:: RECORDS FOR PROCESSING

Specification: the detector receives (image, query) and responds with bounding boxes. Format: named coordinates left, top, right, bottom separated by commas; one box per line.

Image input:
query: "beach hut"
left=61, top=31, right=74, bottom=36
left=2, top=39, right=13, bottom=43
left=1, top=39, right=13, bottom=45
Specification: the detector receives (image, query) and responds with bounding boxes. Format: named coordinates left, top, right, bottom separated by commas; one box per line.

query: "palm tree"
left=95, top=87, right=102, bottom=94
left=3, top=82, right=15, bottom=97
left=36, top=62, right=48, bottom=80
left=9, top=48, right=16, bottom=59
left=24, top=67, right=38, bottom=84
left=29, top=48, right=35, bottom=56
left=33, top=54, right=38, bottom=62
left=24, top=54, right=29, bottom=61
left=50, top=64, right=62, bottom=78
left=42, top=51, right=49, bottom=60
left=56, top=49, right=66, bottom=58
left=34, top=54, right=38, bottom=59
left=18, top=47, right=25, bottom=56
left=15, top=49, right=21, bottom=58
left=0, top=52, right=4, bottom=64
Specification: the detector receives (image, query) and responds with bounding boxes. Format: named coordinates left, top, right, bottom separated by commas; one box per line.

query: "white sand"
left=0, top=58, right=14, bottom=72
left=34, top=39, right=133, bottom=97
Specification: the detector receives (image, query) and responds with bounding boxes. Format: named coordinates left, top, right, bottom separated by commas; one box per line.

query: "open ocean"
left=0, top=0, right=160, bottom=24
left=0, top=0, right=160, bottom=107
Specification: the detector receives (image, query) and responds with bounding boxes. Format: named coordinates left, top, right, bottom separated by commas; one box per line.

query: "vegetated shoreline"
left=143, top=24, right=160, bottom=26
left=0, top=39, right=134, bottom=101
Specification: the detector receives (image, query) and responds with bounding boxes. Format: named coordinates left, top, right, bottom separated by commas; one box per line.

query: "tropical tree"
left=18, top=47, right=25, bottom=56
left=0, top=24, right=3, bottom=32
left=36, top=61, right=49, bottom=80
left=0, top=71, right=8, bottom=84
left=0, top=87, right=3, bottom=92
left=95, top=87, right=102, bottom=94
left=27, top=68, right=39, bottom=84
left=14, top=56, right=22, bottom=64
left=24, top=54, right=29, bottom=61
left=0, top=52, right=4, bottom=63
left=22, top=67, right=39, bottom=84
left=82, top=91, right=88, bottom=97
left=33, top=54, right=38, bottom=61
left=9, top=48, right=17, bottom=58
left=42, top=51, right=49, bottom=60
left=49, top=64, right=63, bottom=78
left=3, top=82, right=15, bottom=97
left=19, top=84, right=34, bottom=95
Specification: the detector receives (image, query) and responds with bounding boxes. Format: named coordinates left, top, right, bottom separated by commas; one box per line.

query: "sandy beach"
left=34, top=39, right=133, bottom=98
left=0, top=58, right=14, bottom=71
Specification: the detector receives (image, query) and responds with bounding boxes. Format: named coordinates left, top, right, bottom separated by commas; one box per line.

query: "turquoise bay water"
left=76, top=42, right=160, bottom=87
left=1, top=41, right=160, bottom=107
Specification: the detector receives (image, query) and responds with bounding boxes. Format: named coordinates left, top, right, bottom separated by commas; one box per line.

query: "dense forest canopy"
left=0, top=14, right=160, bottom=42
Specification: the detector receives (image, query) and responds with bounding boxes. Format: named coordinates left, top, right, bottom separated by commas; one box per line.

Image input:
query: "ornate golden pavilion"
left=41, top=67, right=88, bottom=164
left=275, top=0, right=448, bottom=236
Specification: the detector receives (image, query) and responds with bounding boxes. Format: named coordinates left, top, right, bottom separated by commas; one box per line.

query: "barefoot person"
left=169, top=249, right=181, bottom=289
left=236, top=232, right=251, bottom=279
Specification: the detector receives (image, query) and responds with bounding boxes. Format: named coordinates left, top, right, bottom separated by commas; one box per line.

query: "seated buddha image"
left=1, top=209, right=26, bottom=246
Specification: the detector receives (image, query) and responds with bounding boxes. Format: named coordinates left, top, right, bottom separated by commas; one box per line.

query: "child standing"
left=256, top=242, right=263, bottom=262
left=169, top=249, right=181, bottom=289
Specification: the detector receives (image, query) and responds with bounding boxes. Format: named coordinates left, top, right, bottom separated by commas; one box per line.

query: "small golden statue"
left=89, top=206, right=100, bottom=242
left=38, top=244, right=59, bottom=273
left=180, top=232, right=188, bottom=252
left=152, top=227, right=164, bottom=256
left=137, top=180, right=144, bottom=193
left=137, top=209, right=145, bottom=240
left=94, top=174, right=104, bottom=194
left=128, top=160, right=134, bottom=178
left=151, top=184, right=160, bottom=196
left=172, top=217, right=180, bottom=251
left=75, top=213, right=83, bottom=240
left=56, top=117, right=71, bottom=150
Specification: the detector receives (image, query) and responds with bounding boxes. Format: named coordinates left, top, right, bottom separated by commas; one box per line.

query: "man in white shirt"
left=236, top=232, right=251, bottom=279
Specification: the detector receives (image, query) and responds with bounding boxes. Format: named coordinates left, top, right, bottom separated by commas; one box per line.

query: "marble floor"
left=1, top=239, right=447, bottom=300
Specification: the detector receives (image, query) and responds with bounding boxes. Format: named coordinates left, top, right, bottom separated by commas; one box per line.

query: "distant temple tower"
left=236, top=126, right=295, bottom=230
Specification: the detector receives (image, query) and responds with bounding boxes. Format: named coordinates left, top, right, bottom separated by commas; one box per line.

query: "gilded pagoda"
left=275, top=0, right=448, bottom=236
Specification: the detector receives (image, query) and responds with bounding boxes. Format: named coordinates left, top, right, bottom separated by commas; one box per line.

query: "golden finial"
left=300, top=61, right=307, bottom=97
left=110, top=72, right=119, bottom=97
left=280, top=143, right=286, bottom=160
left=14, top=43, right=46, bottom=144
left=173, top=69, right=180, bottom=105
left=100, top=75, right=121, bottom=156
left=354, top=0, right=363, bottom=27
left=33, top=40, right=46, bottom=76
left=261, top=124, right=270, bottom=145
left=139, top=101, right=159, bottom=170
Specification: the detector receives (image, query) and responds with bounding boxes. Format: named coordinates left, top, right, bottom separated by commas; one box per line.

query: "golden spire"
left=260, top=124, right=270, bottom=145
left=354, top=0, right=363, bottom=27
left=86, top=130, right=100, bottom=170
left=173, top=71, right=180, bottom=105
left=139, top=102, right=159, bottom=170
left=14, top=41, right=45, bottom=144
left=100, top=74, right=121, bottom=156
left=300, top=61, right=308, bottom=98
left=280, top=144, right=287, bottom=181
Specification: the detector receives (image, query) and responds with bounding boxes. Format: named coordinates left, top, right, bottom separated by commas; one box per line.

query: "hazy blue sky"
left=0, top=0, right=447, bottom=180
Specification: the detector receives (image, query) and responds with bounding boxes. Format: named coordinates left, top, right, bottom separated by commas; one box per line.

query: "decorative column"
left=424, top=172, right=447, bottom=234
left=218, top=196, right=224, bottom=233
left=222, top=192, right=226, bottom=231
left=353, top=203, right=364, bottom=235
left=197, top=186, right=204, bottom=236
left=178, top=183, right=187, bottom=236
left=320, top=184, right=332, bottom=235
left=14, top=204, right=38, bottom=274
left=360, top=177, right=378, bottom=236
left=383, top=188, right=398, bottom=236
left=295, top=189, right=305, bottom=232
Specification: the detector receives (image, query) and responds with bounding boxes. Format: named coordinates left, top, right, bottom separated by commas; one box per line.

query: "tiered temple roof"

::::

» **EXERCISE AIM**
Nothing should be altered. Set down all the data again.

» **RESULT BELOW**
Specification: the detector receives (image, query) and responds with bounding boxes. Format: named coordinates left, top, right, bottom separated by commas; one box per line.

Image input:
query: "beach hut"
left=61, top=31, right=74, bottom=36
left=2, top=39, right=13, bottom=43
left=1, top=39, right=13, bottom=45
Specification: the detector receives (image, query) and responds with bounding boxes. Format: named coordinates left, top, right, bottom separated by commas; one box per line.

query: "palm tree"
left=95, top=87, right=102, bottom=94
left=3, top=82, right=15, bottom=97
left=36, top=62, right=48, bottom=80
left=9, top=48, right=16, bottom=59
left=24, top=67, right=38, bottom=84
left=29, top=48, right=35, bottom=56
left=33, top=54, right=38, bottom=62
left=24, top=54, right=29, bottom=61
left=50, top=64, right=62, bottom=78
left=42, top=51, right=49, bottom=60
left=56, top=49, right=66, bottom=58
left=34, top=54, right=38, bottom=59
left=18, top=47, right=25, bottom=56
left=15, top=49, right=21, bottom=58
left=0, top=52, right=4, bottom=64
Specification: the detector receives (image, query) and responds with bounding boxes. Format: named coordinates left, top, right, bottom separated by commas; one box per line.

query: "white sand"
left=0, top=58, right=14, bottom=72
left=34, top=39, right=133, bottom=97
Specification: the detector receives (image, query) and responds with bounding boxes. Format: named coordinates left, top, right, bottom separated by commas; one box per line.

query: "open ocean"
left=0, top=0, right=160, bottom=24
left=0, top=0, right=160, bottom=107
Specification: the detector receives (image, query) and responds with bounding boxes. Format: named coordinates left, top, right, bottom separated by commas; one box per line.

query: "vegetated shoreline"
left=143, top=24, right=160, bottom=26
left=0, top=39, right=134, bottom=101
Specification: the detector receives (image, query) and responds with bounding boxes. Format: named coordinates left, top, right, bottom separated by commas; one box per line.

query: "tropical tree"
left=18, top=47, right=25, bottom=56
left=0, top=24, right=3, bottom=32
left=36, top=61, right=49, bottom=80
left=0, top=71, right=8, bottom=84
left=0, top=87, right=3, bottom=92
left=95, top=87, right=102, bottom=94
left=27, top=68, right=39, bottom=84
left=14, top=56, right=22, bottom=64
left=24, top=54, right=29, bottom=61
left=0, top=52, right=4, bottom=63
left=22, top=67, right=39, bottom=84
left=82, top=91, right=88, bottom=97
left=33, top=54, right=38, bottom=61
left=9, top=48, right=17, bottom=58
left=42, top=51, right=49, bottom=60
left=49, top=64, right=63, bottom=78
left=3, top=82, right=15, bottom=97
left=19, top=84, right=34, bottom=95
Specification: the detector receives (image, query) and responds with bounding boxes. Format: named coordinates left, top, right, bottom separated by commas; one box per line.

query: "sandy beach"
left=34, top=39, right=133, bottom=98
left=0, top=58, right=14, bottom=71
Specification: the detector receives (image, query) and responds with bounding boxes. Format: named coordinates left, top, right, bottom separated by commas; one box per line.

query: "turquoise bay water"
left=76, top=42, right=160, bottom=87
left=1, top=41, right=160, bottom=107
Specification: the detector receives (image, query) and responds with bounding boxes. Format: named coordinates left, top, right, bottom separated by commas; one box per line.

query: "dense forest canopy"
left=0, top=14, right=160, bottom=42
Specification: the detector receives (image, query) and responds with bounding boxes. Format: named coordinates left, top, right, bottom separated by commas; one box per line.

Image input:
query: "ornate golden pavilion"
left=41, top=67, right=88, bottom=164
left=275, top=0, right=448, bottom=236
Specification: the detector receives (image, query) and responds with bounding boxes. Format: named coordinates left, top, right, bottom separated by commas; one box per line.

query: "barefoot person"
left=169, top=249, right=181, bottom=289
left=236, top=232, right=251, bottom=279
Specification: the detector receives (image, query) and responds with bounding boxes. Format: named coordinates left, top, right, bottom separated by commas; one box per line.

query: "seated buddha image"
left=1, top=209, right=26, bottom=246
Specification: the detector receives (image, query) and responds with bounding boxes. Format: named coordinates left, top, right, bottom separated by commas; one box per line.

query: "child standing"
left=256, top=242, right=263, bottom=262
left=169, top=249, right=181, bottom=289
Specification: the detector receives (image, query) and responds with bounding boxes. Format: named coordinates left, top, right, bottom separated by commas; one box per line.

query: "small golden statue"
left=89, top=206, right=100, bottom=242
left=38, top=244, right=59, bottom=273
left=180, top=232, right=188, bottom=252
left=152, top=227, right=164, bottom=256
left=137, top=180, right=144, bottom=193
left=137, top=209, right=145, bottom=240
left=94, top=174, right=104, bottom=194
left=128, top=160, right=134, bottom=178
left=151, top=184, right=160, bottom=196
left=172, top=217, right=180, bottom=251
left=75, top=213, right=83, bottom=240
left=56, top=117, right=71, bottom=150
Specification: the detector receives (image, query) and responds with bounding boxes. Format: named coordinates left, top, right, bottom separated by commas; one box per line.

query: "man in white shirt"
left=236, top=232, right=251, bottom=279
Specification: the detector receives (image, query) and responds with bounding boxes. Format: named coordinates left, top, right, bottom separated by commas; one box per line.

query: "marble floor"
left=1, top=239, right=447, bottom=300
Specification: the detector receives (image, query) and responds with bounding boxes. Format: named coordinates left, top, right, bottom separated by commas; one box per line.

query: "distant temple tower"
left=236, top=126, right=295, bottom=230
Specification: the detector receives (image, query) and responds with bounding boxes. Format: named coordinates left, top, right, bottom separated by commas; one box per line.

query: "gilded pagoda"
left=275, top=0, right=448, bottom=236
Specification: the detector receives (image, query) and responds with bounding boxes. Format: named coordinates left, top, right, bottom separated by commas; one box per line.

query: "golden finial"
left=300, top=61, right=307, bottom=97
left=110, top=72, right=119, bottom=97
left=280, top=143, right=286, bottom=160
left=14, top=43, right=46, bottom=144
left=173, top=69, right=180, bottom=105
left=100, top=75, right=121, bottom=156
left=354, top=0, right=363, bottom=27
left=33, top=40, right=46, bottom=76
left=261, top=124, right=270, bottom=145
left=139, top=101, right=159, bottom=170
Specification: the detector receives (image, query) and responds with bounding boxes. Format: named coordinates left, top, right, bottom separated by commas; one box per line.

query: "golden spire"
left=260, top=124, right=270, bottom=145
left=354, top=0, right=363, bottom=27
left=86, top=130, right=100, bottom=170
left=173, top=71, right=180, bottom=105
left=139, top=102, right=159, bottom=170
left=14, top=41, right=45, bottom=144
left=100, top=74, right=121, bottom=156
left=300, top=61, right=308, bottom=98
left=280, top=144, right=287, bottom=181
Specification: the detector receives (image, query) and responds with bounding boxes. Format: named coordinates left, top, right, bottom separated by commas; one box per line.

query: "hazy blue sky"
left=0, top=0, right=447, bottom=180
Specification: the detector receives (image, query) and responds with bounding boxes. Format: named coordinates left, top, right, bottom separated by commas; one box per line.

query: "decorative column"
left=424, top=172, right=447, bottom=234
left=218, top=196, right=224, bottom=233
left=222, top=192, right=226, bottom=231
left=353, top=203, right=364, bottom=235
left=197, top=186, right=204, bottom=236
left=178, top=183, right=187, bottom=236
left=320, top=184, right=332, bottom=235
left=14, top=204, right=38, bottom=274
left=360, top=177, right=378, bottom=236
left=383, top=188, right=398, bottom=236
left=295, top=189, right=305, bottom=232
Specification: the detector receives (image, query) and responds with bounding boxes. Format: named coordinates left, top, right, bottom separated by commas; one box per line.

query: "tiered temple roof"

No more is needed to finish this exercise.